→ **Provided passage**:

Lasik Q & A
  Disclaimer

Thinking About Having Lasik? Things You Need To Consider First

You expect perfect results. Thousands of people have had excellent results
from LASIK surgery, but there is a slim margin of error in all operations and
because LASIK is relatively new, there is no long-term data reflecting
percentages for accuracy or complications.

It will affect your job. Some professional associations and divisions of the
military do not support refractive procedures. For your sake, approve the
operation with your employer before making an appointment for LASIK.

You cannot afford the procedure without insurance. While LASIK is gaining
recognition, most insurance packages still do not cover refractive surgery.

You have a refractive instability. A refractive instability means that your
eyes ability to focus light is still changing. This is usually caused by: age,
hormones, a chronic disease like diabetes, or some medications. Some
refractive instabilities are temporary, so be sure to discuss your options with
a doctor.

Your immune system is compromised. Some diseases, conditions, or
medications that affect your immune system may prevent your eyes from
healing properly after surgery.

You are an athlete that may receive blows to the face. In some contact and
combat sports, you have a higher risk of being struck on or around the eyes.
This type of injury could alter the results of your refractive surgery.

You are under 18. Because of associated risks and the earlier mentioned
condition of refractive instability, this procedure is not approved for minors.

Again, because long-term statistics are not yet available on LASIK eye surgery, there are some conditions that may or may not increase your risk of complications. Ask your doctor for a referral if you have: a strain of Herpes that has infected the skin around your eyes; glaucoma, a risk of developing glaucoma, or hypertension of the eyes; eye diseases that cause inflammation (like iritis or uveitis); eye injuries with residual damage; previous eye surgery; or Keratoconus (a degenerative form of astigmatism).

Other Considerations

Some complications are believed to be associated with the following conditions. Consult your doctor if you have:

Blepharitis. This condition is characterized by inflammation of the eyelids and
may agitate your eyes post-operation, increasing your chances of
developing an infection.

Large pupils. LASIK has been perfected for eyes with average pupils. Thus
the entire pupil may not get treated on patients with abnormally large pupils.
This can cause serious refractory disorders leading to visual aberrations like
glare, starbursts, and multiple images. This may be dangerous and
debilitating in certain light and weather conditions.

Thin Corneas. Again, refractive surgery demonstrates the best results in
patients with eyes of average proportion and construction. Because the
procedure works by reshaping the cornea of the eye, a thin cornea may
complicate the procedure.

Previous eye surgeries. If you have tried refractive surgery before, your
doctor may not approve a second surgery. It is possible that you have
refractory instabilities or another condition that will affect your vision even
after the second surgery.

Keratitis or KCS. Keratoconjunctivitis sicca is the scientific term for dry
eyes. LASIK surgery may exacerbate your condition.

→ **Extracted records**:
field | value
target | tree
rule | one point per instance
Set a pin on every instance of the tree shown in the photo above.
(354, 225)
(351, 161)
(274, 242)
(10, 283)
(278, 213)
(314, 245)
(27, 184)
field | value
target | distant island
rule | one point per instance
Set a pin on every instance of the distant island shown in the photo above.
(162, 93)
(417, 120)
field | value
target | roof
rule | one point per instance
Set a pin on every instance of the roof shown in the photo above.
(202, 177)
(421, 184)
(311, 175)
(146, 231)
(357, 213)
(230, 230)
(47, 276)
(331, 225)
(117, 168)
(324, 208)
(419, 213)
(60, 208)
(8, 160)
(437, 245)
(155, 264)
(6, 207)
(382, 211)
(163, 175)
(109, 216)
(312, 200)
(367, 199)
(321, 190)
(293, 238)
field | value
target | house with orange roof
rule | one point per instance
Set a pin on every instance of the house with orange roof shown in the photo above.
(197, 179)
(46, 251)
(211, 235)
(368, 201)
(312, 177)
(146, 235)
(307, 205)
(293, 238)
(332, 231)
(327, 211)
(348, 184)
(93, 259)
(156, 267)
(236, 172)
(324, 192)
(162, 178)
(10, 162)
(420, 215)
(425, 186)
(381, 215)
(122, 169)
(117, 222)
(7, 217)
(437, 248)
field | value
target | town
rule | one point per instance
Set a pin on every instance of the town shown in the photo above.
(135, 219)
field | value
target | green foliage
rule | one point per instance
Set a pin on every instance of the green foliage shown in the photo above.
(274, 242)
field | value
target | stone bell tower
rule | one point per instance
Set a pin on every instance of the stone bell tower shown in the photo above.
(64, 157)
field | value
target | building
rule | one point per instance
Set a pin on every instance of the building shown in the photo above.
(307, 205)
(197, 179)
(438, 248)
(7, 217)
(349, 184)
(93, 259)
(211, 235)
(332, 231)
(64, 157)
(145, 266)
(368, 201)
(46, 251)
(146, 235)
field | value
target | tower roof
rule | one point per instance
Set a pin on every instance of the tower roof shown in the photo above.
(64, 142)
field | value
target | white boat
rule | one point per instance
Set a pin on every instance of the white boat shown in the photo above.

→ **Work order 1**: In the LASIK text, why may a thin cornea complicate the procedure?
→ **Work order 2**: According to the LASIK text, what is the scientific term for dry eyes?
→ **Work order 3**: Write out the LASIK text from "Previous eye surgeries." to "the second surgery.".

→ **Output 1**: LASIK works by reshaping the cornea of the eye, and refractive surgery gives the best results in eyes of average proportion and construction. A thin cornea may therefore complicate the procedure.

→ **Output 2**: Keratoconjunctivitis sicca.

→ **Output 3**:
Previous eye surgeries. If you have tried refractive surgery before, your
doctor may not approve a second surgery. It is possible that you have
refractory instabilities or another condition that will affect your vision even
after the second surgery.